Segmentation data
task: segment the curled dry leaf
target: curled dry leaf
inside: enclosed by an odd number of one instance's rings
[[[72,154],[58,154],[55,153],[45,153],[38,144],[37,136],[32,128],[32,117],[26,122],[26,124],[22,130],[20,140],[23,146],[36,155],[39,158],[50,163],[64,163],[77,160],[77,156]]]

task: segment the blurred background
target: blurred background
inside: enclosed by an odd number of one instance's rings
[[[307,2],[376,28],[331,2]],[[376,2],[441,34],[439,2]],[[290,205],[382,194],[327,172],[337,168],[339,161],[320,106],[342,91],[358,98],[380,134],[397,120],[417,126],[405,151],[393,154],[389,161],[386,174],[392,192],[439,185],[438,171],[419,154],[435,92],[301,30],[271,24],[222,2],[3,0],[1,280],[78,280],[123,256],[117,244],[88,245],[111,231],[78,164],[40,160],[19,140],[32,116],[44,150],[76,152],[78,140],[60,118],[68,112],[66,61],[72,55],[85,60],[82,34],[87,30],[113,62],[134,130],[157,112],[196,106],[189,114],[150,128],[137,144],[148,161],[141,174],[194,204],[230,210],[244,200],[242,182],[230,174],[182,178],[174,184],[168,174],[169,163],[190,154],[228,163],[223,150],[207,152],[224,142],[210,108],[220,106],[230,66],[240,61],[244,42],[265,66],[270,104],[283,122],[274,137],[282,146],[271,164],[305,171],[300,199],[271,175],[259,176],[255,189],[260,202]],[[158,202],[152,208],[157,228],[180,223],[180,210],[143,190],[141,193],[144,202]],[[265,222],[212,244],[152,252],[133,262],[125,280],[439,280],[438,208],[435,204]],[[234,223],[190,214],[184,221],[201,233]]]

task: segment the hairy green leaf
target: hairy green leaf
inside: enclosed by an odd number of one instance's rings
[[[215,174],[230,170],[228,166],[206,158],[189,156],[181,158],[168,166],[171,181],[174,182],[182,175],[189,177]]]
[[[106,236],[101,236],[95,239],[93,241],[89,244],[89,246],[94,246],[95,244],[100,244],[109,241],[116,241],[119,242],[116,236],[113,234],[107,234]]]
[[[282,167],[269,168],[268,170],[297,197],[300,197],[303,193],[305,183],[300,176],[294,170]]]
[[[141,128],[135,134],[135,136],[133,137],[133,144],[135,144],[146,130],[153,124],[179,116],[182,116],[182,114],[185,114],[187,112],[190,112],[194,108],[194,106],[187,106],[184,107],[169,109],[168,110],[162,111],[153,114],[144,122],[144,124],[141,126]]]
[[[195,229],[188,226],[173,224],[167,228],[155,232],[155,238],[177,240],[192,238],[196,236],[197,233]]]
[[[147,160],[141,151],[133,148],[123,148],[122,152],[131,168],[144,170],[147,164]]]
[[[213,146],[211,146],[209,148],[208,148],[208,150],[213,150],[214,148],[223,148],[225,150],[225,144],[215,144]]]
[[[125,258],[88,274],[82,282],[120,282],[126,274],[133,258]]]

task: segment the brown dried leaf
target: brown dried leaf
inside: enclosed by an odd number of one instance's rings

> What you are asked to do:
Pull out every line of the items that contains the word “curled”. Case matters.

> Task solution:
task: segment the curled dry leaf
target: curled dry leaf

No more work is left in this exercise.